Records: Begin
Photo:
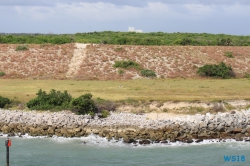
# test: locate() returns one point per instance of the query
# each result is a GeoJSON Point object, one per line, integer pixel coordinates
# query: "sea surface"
{"type": "Point", "coordinates": [96, 151]}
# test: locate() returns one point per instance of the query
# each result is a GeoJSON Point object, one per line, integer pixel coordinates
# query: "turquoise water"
{"type": "Point", "coordinates": [97, 151]}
Records: End
Task: The pictures in the data should be omitted, and every remaining line set down exactly.

Answer to this problem:
Photo:
# test: locate() returns one point per instance of the query
# each result is a GeoJSON Point object, one per line, integer pixel coordinates
# query: "sea surface"
{"type": "Point", "coordinates": [96, 151]}
# test: locate() returns one point per instance of the query
# each result is a GeoJSON Point object, one per line, integer pixel coordinates
# query: "turquoise water"
{"type": "Point", "coordinates": [97, 151]}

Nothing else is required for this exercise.